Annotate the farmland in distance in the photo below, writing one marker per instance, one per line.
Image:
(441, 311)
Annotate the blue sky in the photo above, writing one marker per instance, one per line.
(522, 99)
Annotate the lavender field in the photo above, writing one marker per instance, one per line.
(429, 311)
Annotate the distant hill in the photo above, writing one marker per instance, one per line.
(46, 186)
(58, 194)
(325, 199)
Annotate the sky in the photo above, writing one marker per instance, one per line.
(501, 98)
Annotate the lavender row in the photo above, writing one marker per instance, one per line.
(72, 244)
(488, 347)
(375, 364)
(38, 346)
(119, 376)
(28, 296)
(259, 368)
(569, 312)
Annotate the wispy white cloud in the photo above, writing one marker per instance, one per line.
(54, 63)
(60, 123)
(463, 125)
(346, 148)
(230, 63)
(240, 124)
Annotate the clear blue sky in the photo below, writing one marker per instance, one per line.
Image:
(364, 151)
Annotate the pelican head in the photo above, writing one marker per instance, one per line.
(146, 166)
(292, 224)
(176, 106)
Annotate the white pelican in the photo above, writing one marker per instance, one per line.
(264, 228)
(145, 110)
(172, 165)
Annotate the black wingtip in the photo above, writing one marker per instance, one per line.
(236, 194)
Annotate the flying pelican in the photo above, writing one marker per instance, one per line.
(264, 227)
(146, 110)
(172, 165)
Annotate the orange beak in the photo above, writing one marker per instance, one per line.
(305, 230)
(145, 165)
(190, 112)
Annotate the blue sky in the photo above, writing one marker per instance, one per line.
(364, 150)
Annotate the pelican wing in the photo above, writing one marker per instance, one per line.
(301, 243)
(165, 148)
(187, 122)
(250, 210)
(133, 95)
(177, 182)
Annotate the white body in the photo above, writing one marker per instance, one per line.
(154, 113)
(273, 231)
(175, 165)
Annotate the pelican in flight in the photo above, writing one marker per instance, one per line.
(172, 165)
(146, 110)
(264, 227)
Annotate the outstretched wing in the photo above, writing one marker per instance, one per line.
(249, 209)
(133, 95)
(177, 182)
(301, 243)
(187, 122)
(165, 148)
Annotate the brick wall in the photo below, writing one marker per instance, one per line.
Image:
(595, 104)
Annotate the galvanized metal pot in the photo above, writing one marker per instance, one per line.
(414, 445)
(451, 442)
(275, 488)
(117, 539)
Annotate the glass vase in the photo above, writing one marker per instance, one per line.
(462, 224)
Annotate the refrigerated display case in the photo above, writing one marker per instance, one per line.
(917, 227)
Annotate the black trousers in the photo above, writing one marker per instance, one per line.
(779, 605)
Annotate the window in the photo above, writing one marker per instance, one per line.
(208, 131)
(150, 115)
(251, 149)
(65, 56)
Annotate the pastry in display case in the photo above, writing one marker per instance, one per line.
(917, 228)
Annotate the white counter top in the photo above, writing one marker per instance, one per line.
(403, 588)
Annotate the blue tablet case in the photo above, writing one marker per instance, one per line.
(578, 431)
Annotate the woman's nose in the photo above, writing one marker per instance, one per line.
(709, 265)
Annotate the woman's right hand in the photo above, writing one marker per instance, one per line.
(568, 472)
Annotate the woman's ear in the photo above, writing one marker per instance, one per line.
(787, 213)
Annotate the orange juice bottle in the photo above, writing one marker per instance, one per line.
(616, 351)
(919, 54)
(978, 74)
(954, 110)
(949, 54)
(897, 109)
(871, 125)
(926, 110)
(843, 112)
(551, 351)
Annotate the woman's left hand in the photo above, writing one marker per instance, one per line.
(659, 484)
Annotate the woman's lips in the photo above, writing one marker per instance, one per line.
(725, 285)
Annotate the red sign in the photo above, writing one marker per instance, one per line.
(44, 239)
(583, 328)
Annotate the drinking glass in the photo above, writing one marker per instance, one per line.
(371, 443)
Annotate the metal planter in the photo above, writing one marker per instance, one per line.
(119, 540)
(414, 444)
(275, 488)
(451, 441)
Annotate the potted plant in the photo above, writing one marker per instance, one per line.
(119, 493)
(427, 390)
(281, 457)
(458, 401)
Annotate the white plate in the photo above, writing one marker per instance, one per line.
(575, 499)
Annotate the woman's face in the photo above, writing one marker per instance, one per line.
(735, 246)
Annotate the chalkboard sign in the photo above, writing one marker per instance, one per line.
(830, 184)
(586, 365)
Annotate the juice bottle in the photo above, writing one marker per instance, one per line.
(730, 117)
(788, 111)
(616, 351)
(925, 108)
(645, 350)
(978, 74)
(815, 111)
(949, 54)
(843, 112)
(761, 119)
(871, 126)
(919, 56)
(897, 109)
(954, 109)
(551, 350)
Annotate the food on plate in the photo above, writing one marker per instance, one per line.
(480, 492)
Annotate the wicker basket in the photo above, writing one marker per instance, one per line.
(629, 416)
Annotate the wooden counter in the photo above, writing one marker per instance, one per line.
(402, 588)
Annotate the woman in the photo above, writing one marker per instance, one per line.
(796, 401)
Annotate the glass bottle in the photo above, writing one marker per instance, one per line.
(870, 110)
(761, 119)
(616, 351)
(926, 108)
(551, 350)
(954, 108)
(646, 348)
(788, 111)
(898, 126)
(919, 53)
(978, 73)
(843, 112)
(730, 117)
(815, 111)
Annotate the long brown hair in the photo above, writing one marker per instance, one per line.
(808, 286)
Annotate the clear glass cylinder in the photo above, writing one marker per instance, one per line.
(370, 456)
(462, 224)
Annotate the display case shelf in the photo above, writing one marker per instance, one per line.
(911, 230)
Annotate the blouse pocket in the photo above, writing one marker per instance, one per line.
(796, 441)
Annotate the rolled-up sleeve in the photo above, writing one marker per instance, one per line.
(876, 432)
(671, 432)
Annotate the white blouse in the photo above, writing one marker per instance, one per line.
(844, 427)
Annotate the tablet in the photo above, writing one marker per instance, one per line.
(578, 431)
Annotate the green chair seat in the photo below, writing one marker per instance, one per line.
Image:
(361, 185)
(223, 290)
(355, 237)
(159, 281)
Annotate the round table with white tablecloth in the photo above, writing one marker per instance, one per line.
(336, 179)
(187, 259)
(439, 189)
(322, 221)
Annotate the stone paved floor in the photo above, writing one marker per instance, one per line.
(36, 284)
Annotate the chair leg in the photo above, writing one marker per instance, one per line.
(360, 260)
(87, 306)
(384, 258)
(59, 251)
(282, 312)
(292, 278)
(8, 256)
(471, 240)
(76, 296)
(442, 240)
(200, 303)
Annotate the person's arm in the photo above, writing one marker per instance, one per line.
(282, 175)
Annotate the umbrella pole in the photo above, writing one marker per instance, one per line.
# # # # #
### Your instructions
The entries above must be written out again exactly as they are.

### Response below
Annotate the farmland in distance in the photo below, writing one marker per instance, one per line.
Image:
(441, 311)
Annotate the blue sky in the photo above, writing one marker per instance, one per line.
(522, 99)
Annotate the lavender field in the photo above, writing one marker per instance, one per line.
(429, 311)
Annotate the distant hill in the photo above, writing one marker per instance, one per line.
(46, 186)
(58, 194)
(325, 199)
Annotate the sky in the photo above, writing one marker per instance, one per line.
(501, 98)
Annotate the lavender row in the photo above, writing one marker per instance, one per line.
(72, 244)
(488, 347)
(375, 364)
(38, 346)
(119, 376)
(28, 296)
(259, 368)
(569, 312)
Annotate the wispy white cloud in the photo above, writing one marker per instance, one per line.
(54, 63)
(60, 123)
(463, 125)
(346, 148)
(230, 63)
(240, 124)
Annotate the clear blue sky in the photo below, writing one marker per instance, one per line.
Image:
(364, 151)
Annotate the pelican head in the photo above, writing one marker per instance, one per line.
(146, 166)
(292, 224)
(176, 106)
Annotate the white pelican in the photo above, writing one marker per instance, one per line.
(264, 228)
(145, 110)
(172, 165)
Annotate the black wingtip in the photo above, writing one marker per instance, one per line.
(236, 194)
Annotate the flying pelican in the photo above, writing one marker per instance, one per line.
(264, 227)
(146, 110)
(172, 165)
Annotate the orange beak in the photo above, writing one marker per instance, one per line.
(305, 230)
(145, 165)
(190, 112)
Annotate the blue sky in the photo above, writing one marker per instance, one per line.
(364, 150)
Annotate the pelican wing in the photo above, writing one marker per instance, one per line.
(301, 243)
(165, 148)
(187, 122)
(250, 210)
(133, 95)
(177, 182)
Annotate the white body in the photo above, writing one marker per instance, one per line.
(154, 113)
(273, 231)
(175, 165)
Annotate the pelican in flight in the photo above, writing one marker per instance, one per line.
(172, 165)
(146, 110)
(264, 227)
Annotate the outstretched wing in the photo above, writing one marker per instance, one per line.
(249, 209)
(133, 95)
(177, 182)
(301, 243)
(187, 122)
(165, 148)
Annotate the brick wall in the photo below, writing one marker per instance, one per line.
Image:
(595, 104)
Annotate the galvanized metal pot in the photo above, writing one marker per instance, one per line.
(414, 445)
(451, 442)
(275, 488)
(117, 539)
Annotate the glass vase in the photo above, writing one marker per instance, one per line.
(462, 224)
Annotate the refrigerated display case in the photo above, writing one marker per instance, one per line.
(917, 227)
Annotate the black trousers in the photo above, writing one marker per instance, one per line.
(779, 605)
Annotate the window in the photo above, writing one marker per instance, one per line.
(208, 131)
(150, 115)
(251, 149)
(65, 56)
Annotate the pastry in display case in the photo above, writing one marker per instance, one per line.
(917, 228)
Annotate the white counter top in the photo above, writing one marker per instance, one per line.
(403, 588)
Annotate the blue tablet case in the photo above, writing one marker per instance, one per line.
(578, 431)
Annotate the woman's nose in the photo above, writing one marker per instance, one per line.
(709, 265)
Annotate the woman's right hand in the photo above, writing one marker per instance, one per line.
(568, 472)
Annotate the woman's ear in the photo above, writing one marker per instance, one per line.
(787, 213)
Annotate the orange juice bottle in the photo above, writing one marker per instance, one per line.
(616, 351)
(919, 54)
(978, 74)
(954, 110)
(949, 54)
(897, 109)
(871, 125)
(926, 110)
(843, 112)
(551, 351)
Annotate the woman's left hand in the photo above, writing one marker per instance, one per line.
(659, 484)
Annotate the woman's lips in the photo above, writing one marker per instance, one per line.
(725, 285)
Annotate the red sign in the photo above, writing one marker per instance, one per line.
(44, 239)
(583, 328)
Annotate the drinking glass in the photo above, writing one marker per instance, one per line.
(371, 443)
Annotate the metal planter in the photo above, writing one marker per instance, one per line.
(119, 540)
(414, 444)
(275, 488)
(451, 441)
Annotate the potted plant in the photo above, writing one marker per instance, one per line.
(119, 493)
(427, 390)
(281, 457)
(458, 401)
Annotate the white plate in the photo above, writing one marker per instance, one per line.
(575, 499)
Annotate the woman's face in the photo above, writing one marker per instance, one per line.
(735, 246)
Annotate the chalkboard sign in the photo above, writing one marker per instance, one per line.
(830, 184)
(586, 365)
Annotate the juice bottle in the photo above, writing one marker per instance, one per line.
(730, 117)
(788, 111)
(616, 351)
(925, 108)
(645, 350)
(978, 74)
(815, 111)
(949, 54)
(843, 112)
(761, 119)
(871, 126)
(919, 56)
(897, 109)
(954, 109)
(551, 350)
Annotate the food on plate in the photo above, writing one marker per instance, one per line.
(480, 492)
Annotate the wicker basket in the photo above, writing one marker per instance, one per line.
(629, 416)
Annotate the wooden counter in the photo above, writing one marker per instance, one per line.
(402, 588)
Annotate the woman in the photo above, writing one marker per instance, one per line.
(796, 401)
Annotate the glass bottle in the photo above, writing one marker per instance, one per line.
(870, 110)
(761, 119)
(616, 351)
(926, 108)
(551, 350)
(954, 108)
(646, 348)
(788, 111)
(898, 126)
(919, 53)
(978, 73)
(843, 112)
(730, 117)
(815, 111)
Annotate the long brown hair in the photo above, writing one marker per instance, one per line.
(808, 286)
Annotate the clear glass cylinder in the photo above, writing one marker per instance, one per line.
(370, 456)
(462, 224)
Annotate the display case shelf in the photo above, writing one marker per instance, one per line.
(911, 230)
Annotate the blouse pocket in the photo above, writing one marker per instance, one per line.
(796, 441)
Annotate the rolled-up sleeve in the photo above, writing one marker per instance, one per line.
(876, 432)
(671, 432)
Annotate the white blouse in the photo above, writing one marker per instance, one per line.
(844, 427)
Annotate the tablet in the photo above, writing one marker per instance, one per line.
(578, 431)
Annotate the green chair seat in the photo below, writing one marker per instance, one per line.
Image:
(361, 185)
(223, 290)
(355, 237)
(159, 281)
Annotate the round table with white tablecloth in the photo above, writing one marker per instance, one per line.
(336, 179)
(187, 259)
(439, 189)
(322, 221)
Annotate the stone paved floor in the photo above, writing one marker per instance, one per line.
(36, 284)
Annotate the chair leg in the photo above, writing one marker per instance, one per line.
(360, 260)
(87, 306)
(384, 258)
(59, 251)
(282, 312)
(292, 278)
(8, 256)
(471, 240)
(76, 296)
(442, 240)
(200, 303)
Annotate the person's arm in the photo above, writing one marker per instance, one per line.
(282, 175)
Annotate the umbrella pole in the photo above, writing one marker per instance, one per line.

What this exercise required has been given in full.